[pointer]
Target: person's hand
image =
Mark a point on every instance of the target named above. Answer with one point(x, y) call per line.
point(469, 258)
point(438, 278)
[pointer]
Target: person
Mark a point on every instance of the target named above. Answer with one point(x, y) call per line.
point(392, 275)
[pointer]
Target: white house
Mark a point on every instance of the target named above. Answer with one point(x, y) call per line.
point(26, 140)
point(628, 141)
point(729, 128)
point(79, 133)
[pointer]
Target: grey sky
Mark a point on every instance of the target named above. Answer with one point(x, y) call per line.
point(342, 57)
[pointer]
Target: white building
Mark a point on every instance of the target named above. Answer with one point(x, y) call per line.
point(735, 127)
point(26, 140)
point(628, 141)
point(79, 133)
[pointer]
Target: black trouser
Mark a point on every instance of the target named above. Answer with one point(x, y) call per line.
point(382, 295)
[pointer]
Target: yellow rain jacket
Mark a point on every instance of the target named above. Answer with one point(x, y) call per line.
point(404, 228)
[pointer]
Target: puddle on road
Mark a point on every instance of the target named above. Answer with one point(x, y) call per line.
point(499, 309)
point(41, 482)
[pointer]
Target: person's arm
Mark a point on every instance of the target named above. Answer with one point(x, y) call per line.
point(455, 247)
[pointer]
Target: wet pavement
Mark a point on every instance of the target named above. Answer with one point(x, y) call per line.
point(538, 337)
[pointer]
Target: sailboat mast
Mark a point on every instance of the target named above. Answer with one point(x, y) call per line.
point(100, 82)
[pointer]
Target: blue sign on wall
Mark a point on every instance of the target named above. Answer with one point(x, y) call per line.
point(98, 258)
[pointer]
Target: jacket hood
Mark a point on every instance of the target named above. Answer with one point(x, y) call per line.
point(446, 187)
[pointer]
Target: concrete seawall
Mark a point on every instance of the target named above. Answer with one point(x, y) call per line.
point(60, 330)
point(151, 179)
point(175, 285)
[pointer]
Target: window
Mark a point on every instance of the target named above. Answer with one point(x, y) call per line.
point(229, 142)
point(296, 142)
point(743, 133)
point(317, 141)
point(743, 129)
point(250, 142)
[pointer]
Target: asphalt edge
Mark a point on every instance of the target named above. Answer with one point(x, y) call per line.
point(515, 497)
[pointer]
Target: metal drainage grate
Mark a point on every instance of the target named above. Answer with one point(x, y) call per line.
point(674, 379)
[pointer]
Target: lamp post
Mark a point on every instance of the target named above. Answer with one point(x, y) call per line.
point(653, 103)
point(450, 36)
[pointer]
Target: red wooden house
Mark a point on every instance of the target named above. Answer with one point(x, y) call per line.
* * *
[EXERCISE GOAL]
Return every line of the items above word for word, with no changes and nothing added.

[TASK SOLUTION]
[pointer]
Target: person's hand
image =
Mark a point on every instance of the target named above. Answer with one point(x, y) call per line.
point(469, 258)
point(438, 278)
[pointer]
Target: person
Mark a point on every instance of the target named above. Answer with one point(x, y) call per line.
point(392, 275)
[pointer]
Target: white house
Mark a point on every instance of the target named above. Answer with one point(x, y) call per line.
point(26, 140)
point(628, 141)
point(729, 128)
point(79, 133)
[pointer]
Target: grey sky
Mark a point on every instance of the target named above. Answer with one point(x, y) call per line.
point(342, 57)
[pointer]
Target: white building
Mark a point on every instance of the target named above. Answer with one point(x, y) call per line.
point(735, 127)
point(26, 140)
point(628, 141)
point(79, 133)
[pointer]
Target: black trouser
Mark a point on every instance of the target named above. Answer with one point(x, y) call per line.
point(382, 295)
[pointer]
Target: yellow rain jacket
Mark a point on every instance of the target named above. Answer with one point(x, y) call per line.
point(404, 228)
[pointer]
Target: puddle on road
Mark a point on every instance of the target named above. Answer with one point(x, y) call per line.
point(499, 309)
point(41, 482)
[pointer]
Target: person's arm
Mark a point on every instance of the target named above. Answer with one point(x, y) call per line.
point(455, 247)
[pointer]
Target: wet pavement
Mark a point on every instance of the target named above. Answer with one point(x, y) call per line.
point(538, 337)
[pointer]
Target: sailboat mast
Mark a point on every instance of the target named above. Answer with one point(x, y) call per line.
point(100, 82)
[pointer]
Target: blue sign on wall
Mark a point on every instance of the target named above. Answer with one point(x, y) call per line.
point(98, 258)
[pointer]
Target: jacket hood
Mark a point on every instance of the target named above. Answer with one point(x, y) call per line.
point(446, 187)
[pointer]
Target: concrete seawall
Mark a point on every instance of the target named above. Answer with one point(x, y) call per line.
point(60, 330)
point(151, 179)
point(175, 285)
[pointer]
Target: window
Mark a point on every instance of the target named above. Answer with one point(x, y) call per line.
point(229, 142)
point(296, 142)
point(743, 133)
point(317, 141)
point(743, 129)
point(250, 142)
[pointer]
Target: asphalt edge
Mark a point on every instance of the target named above. Answer with one point(x, y) call per line.
point(515, 497)
[pointer]
Target: metal drainage grate
Mark a point on every instance of the target named above. Answer with one point(x, y) call per line.
point(674, 379)
[pointer]
Target: lamp post
Mark a point on every instance of the target named above. Answer with one point(x, y) call per line.
point(653, 103)
point(450, 36)
[pointer]
Target: red wooden house
Mark a point on every instance of the target named above. Answer with one point(x, y) call per line.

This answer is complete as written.